#### [Exercise requirements]
Repeat all of the data below word for word, keeping no images.

*** Block opens ***

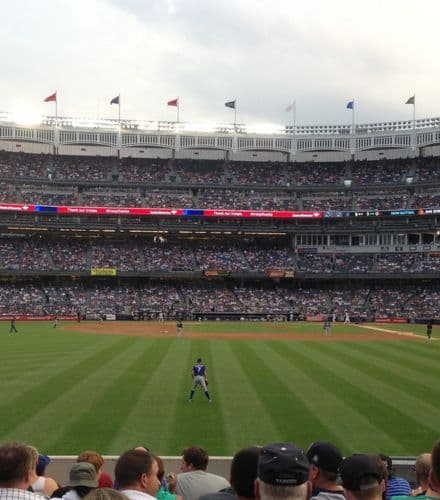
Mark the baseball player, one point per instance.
(429, 329)
(200, 377)
(179, 328)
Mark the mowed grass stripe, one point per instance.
(114, 400)
(378, 401)
(16, 409)
(197, 423)
(410, 353)
(385, 361)
(152, 416)
(246, 419)
(331, 409)
(46, 425)
(413, 398)
(285, 407)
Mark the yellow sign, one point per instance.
(103, 271)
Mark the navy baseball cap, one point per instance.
(283, 464)
(362, 472)
(325, 456)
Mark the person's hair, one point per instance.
(105, 494)
(34, 457)
(423, 466)
(161, 467)
(370, 493)
(244, 467)
(273, 492)
(196, 456)
(15, 462)
(92, 457)
(130, 467)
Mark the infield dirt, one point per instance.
(168, 330)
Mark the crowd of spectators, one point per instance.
(275, 471)
(68, 298)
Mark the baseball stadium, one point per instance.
(111, 232)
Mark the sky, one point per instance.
(262, 53)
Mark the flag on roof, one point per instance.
(51, 98)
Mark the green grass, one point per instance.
(65, 392)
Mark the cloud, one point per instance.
(264, 53)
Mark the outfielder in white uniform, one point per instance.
(200, 377)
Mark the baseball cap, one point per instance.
(83, 474)
(43, 462)
(325, 456)
(283, 464)
(387, 461)
(358, 467)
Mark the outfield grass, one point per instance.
(65, 392)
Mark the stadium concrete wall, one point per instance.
(201, 154)
(162, 153)
(26, 147)
(388, 154)
(86, 150)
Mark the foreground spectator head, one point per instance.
(244, 467)
(83, 474)
(283, 472)
(105, 494)
(137, 470)
(43, 462)
(15, 466)
(97, 460)
(363, 477)
(194, 458)
(395, 485)
(326, 460)
(422, 468)
(434, 475)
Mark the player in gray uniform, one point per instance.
(200, 377)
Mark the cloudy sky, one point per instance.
(264, 53)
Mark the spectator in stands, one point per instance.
(43, 486)
(194, 481)
(283, 472)
(82, 480)
(15, 472)
(97, 460)
(165, 489)
(433, 486)
(422, 468)
(363, 477)
(242, 477)
(105, 494)
(325, 466)
(395, 485)
(136, 473)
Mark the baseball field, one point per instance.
(113, 385)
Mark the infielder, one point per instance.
(179, 325)
(200, 377)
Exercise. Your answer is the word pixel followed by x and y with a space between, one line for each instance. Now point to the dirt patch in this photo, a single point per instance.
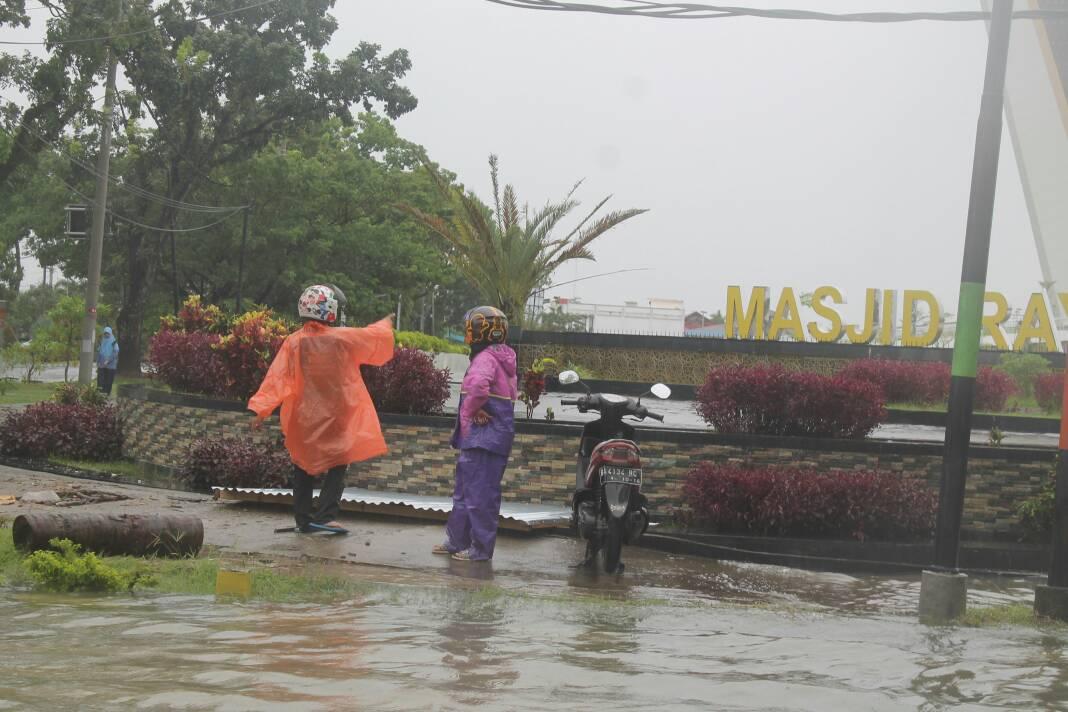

*** Block closes ***

#### [Solved exercise]
Mark the baseball player, one point per instance.
(429, 329)
(200, 377)
(179, 328)
Mark the mowed grass stripe, one point per instance.
(114, 400)
(378, 401)
(16, 409)
(197, 423)
(410, 353)
(385, 361)
(152, 416)
(246, 419)
(331, 409)
(46, 425)
(413, 398)
(285, 407)
Mark the yellow sign, one point per instance.
(103, 271)
Mark the navy baseball cap, one point per instance.
(283, 464)
(362, 472)
(325, 456)
Mark the person's hair, one point per instance.
(105, 494)
(34, 457)
(423, 466)
(161, 467)
(370, 493)
(244, 467)
(273, 492)
(196, 456)
(15, 462)
(92, 457)
(130, 467)
Mark the infield dirt, one point per instance.
(168, 330)
Mark the crowd of spectators, one point per instance.
(275, 471)
(68, 298)
Mark the baseball stadium, one point per instance.
(111, 232)
Mark the sky, one point per instance.
(262, 53)
Mark the flag on roof, one point per instance.
(51, 98)
Mark the green grass, one point per instance.
(65, 392)
Mark the cloud, one point per instance.
(264, 53)
Mark the outfielder in white uniform, one point per instance.
(200, 377)
Mark the baseball cap, one point per instance.
(83, 474)
(43, 462)
(325, 456)
(283, 464)
(387, 461)
(358, 467)
Mark the outfield grass, one point per instance.
(65, 392)
Mark the stadium concrete wall, one point per instance.
(201, 154)
(162, 153)
(26, 147)
(388, 154)
(86, 150)
Mark the foreground spectator head, one point per instance.
(244, 467)
(83, 474)
(283, 472)
(105, 494)
(137, 470)
(43, 462)
(15, 466)
(97, 460)
(363, 477)
(194, 458)
(395, 485)
(326, 460)
(422, 468)
(434, 475)
Mark the player in gray uniform, one point per instance.
(200, 377)
Mark the cloudy sky, one point per instance.
(264, 53)
Mark the spectator in stands, one point per instance.
(43, 486)
(194, 481)
(283, 472)
(82, 480)
(15, 472)
(97, 460)
(165, 489)
(433, 486)
(422, 468)
(363, 477)
(242, 477)
(105, 494)
(325, 466)
(395, 485)
(136, 473)
Mark the baseball field, one point per instance.
(113, 385)
Mark the infielder, one point per instance.
(179, 325)
(200, 377)
Exercise. Your answer is the word pixel followed by x and y with a space between, one line for each instance. Now point to the dirt patch in this photo, a single point per instance.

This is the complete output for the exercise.